> _Supplied records_:
___
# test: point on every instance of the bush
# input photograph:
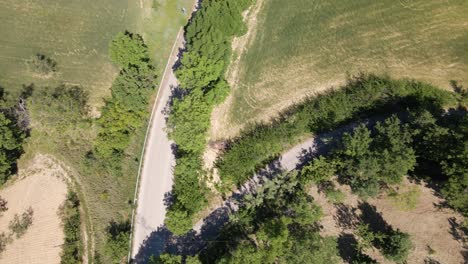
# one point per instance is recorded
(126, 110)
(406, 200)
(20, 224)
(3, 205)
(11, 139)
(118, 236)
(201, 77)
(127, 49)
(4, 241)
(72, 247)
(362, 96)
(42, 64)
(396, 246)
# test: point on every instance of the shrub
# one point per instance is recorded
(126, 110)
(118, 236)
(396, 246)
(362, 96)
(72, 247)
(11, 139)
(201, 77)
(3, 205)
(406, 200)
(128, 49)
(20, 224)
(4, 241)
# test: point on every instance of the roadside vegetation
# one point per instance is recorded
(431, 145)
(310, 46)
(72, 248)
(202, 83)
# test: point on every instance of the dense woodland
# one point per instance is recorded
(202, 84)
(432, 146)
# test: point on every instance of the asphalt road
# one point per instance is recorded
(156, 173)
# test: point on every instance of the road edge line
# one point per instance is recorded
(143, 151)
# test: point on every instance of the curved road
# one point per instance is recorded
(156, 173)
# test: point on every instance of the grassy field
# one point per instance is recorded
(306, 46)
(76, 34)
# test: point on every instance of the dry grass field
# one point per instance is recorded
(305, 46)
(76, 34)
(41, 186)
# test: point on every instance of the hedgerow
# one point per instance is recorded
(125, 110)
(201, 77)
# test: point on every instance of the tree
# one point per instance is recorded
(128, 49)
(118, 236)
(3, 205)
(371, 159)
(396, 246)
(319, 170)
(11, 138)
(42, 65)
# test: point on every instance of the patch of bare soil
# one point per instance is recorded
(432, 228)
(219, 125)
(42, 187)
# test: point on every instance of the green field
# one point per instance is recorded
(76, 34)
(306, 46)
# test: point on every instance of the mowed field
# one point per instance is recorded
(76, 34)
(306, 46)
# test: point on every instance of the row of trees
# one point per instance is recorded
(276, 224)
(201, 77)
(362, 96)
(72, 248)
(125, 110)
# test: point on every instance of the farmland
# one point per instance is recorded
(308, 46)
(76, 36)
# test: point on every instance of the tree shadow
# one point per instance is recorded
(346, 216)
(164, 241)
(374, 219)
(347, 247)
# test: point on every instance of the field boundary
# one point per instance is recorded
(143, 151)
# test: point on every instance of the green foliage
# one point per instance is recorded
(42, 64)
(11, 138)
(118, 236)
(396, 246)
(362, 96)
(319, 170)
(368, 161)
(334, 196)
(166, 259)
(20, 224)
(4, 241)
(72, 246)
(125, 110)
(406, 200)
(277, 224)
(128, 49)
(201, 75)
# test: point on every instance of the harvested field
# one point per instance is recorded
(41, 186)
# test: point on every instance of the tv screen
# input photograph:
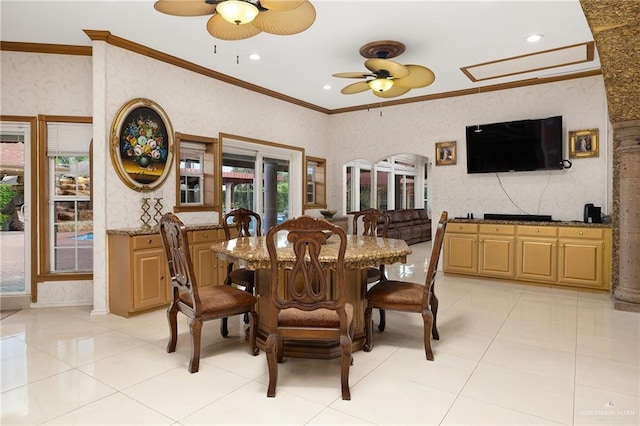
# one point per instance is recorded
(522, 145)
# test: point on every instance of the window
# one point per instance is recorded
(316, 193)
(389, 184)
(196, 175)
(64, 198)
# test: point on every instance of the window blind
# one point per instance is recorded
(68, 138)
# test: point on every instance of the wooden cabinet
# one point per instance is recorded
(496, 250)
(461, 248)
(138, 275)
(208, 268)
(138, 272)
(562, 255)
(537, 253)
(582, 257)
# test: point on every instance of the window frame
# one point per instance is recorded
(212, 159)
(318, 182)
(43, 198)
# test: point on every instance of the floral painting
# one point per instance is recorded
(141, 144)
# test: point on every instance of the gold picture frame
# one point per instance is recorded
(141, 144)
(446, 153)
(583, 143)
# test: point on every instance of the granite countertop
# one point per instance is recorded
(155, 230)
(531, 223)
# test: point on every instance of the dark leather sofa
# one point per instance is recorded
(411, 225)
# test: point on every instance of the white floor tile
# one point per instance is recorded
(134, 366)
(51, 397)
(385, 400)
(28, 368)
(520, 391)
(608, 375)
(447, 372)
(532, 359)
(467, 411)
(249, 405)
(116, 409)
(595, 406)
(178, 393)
___
> _Problem_: Pictures are excluded; repeat every record exactly.

> _Written reply_:
# test: point on every instance of the bush
# input photograph:
# one point per instance is recorded
(126, 110)
(406, 200)
(20, 224)
(3, 205)
(11, 139)
(118, 236)
(201, 77)
(127, 49)
(4, 241)
(72, 247)
(362, 96)
(42, 64)
(396, 246)
# test: point on every instance of the shrub
# one point per instance is recorded
(126, 110)
(118, 236)
(396, 246)
(362, 96)
(72, 247)
(11, 139)
(201, 77)
(3, 205)
(406, 200)
(128, 49)
(20, 224)
(4, 241)
# test: point on every instance of the roadside vegetation
# one point per instance is recorded
(431, 145)
(310, 46)
(72, 248)
(202, 83)
# test: point on every instance of the dense woodland
# one point per instance is recorded
(202, 84)
(432, 146)
# test: point on every instance of the asphalt road
# one point per instance is recorded
(156, 173)
# test: point on every instance of the road edge line
# one point per instance is recorded
(143, 151)
# test: point on every instance of the curved road
# one point per instance is recorded
(156, 173)
# test: point on every instance of the grassy field
# one point per instance is recorded
(306, 46)
(76, 34)
# test: point on every instance of the dry grass field
# one point per instance is recorded
(305, 46)
(76, 34)
(41, 186)
# test: point on every instance of the hedgerow
# one point per instance is recorded
(125, 110)
(201, 77)
# test: point on every instance of the tree
# one point per instance is recorded
(128, 49)
(118, 236)
(3, 205)
(371, 159)
(396, 246)
(319, 170)
(11, 138)
(42, 65)
# test: point on every instance of the patch of bare soil
# one point per instance is recorded
(432, 228)
(219, 125)
(42, 187)
# test: point on every instance of the green field
# one point per instance is recorded
(76, 34)
(306, 46)
# test: point on every instance of the mowed field
# one point per instance is recorded
(76, 34)
(306, 46)
# test: point on every instance of the row of trees
# one point per instance is recorded
(276, 224)
(201, 77)
(362, 96)
(72, 248)
(125, 110)
# test: point on every instance of the farmland
# one point per instance is recorded
(308, 46)
(76, 36)
# test: point on every instance of the tree shadow
# one point per instance is recorded
(346, 216)
(164, 241)
(374, 219)
(347, 247)
# test: point on every instance of the field boundary
# one point per instance is recorded
(143, 151)
# test: point on every instance of the green foliage
# one point per instance is recorded
(42, 64)
(11, 138)
(118, 236)
(396, 246)
(362, 96)
(319, 170)
(368, 161)
(334, 196)
(166, 259)
(20, 224)
(4, 241)
(72, 246)
(125, 110)
(406, 200)
(277, 224)
(128, 49)
(201, 75)
# test: point on every instance of the harvested field
# one point per instance is recorded
(41, 186)
# test: point on every instance of the tv screen
# input photograph:
# one point per instance is recorded
(522, 145)
# test: point on every instance of the window
# one point per instance is recorded
(316, 193)
(389, 184)
(196, 175)
(64, 198)
# test: point on every instance of the window blind
# one point per instance is recorded
(68, 138)
# test: point on every instance of the wooden cabinet
# one point per instance is recorded
(496, 250)
(461, 248)
(138, 275)
(208, 268)
(138, 272)
(562, 255)
(537, 253)
(582, 257)
# test: point on every instance of the window frame
# one point per instance is recorded
(212, 159)
(318, 182)
(43, 198)
# test: point on every instance of the floral painting
# one point per instance is recorded
(141, 144)
# test: point on every instance of the gold picture frame
# one point per instance is recorded
(141, 144)
(446, 153)
(583, 143)
# test: point on every instance of the granite countertop
# one point per instance is recorded
(155, 230)
(531, 223)
# test: point on every instance of the dark leather sofa
# one point per instance is recorded
(411, 225)
# test: point on every instance of the white floor tile
# one point per instance is recorded
(134, 366)
(51, 397)
(385, 400)
(28, 368)
(520, 391)
(608, 375)
(447, 372)
(532, 359)
(467, 411)
(249, 405)
(116, 409)
(595, 406)
(178, 393)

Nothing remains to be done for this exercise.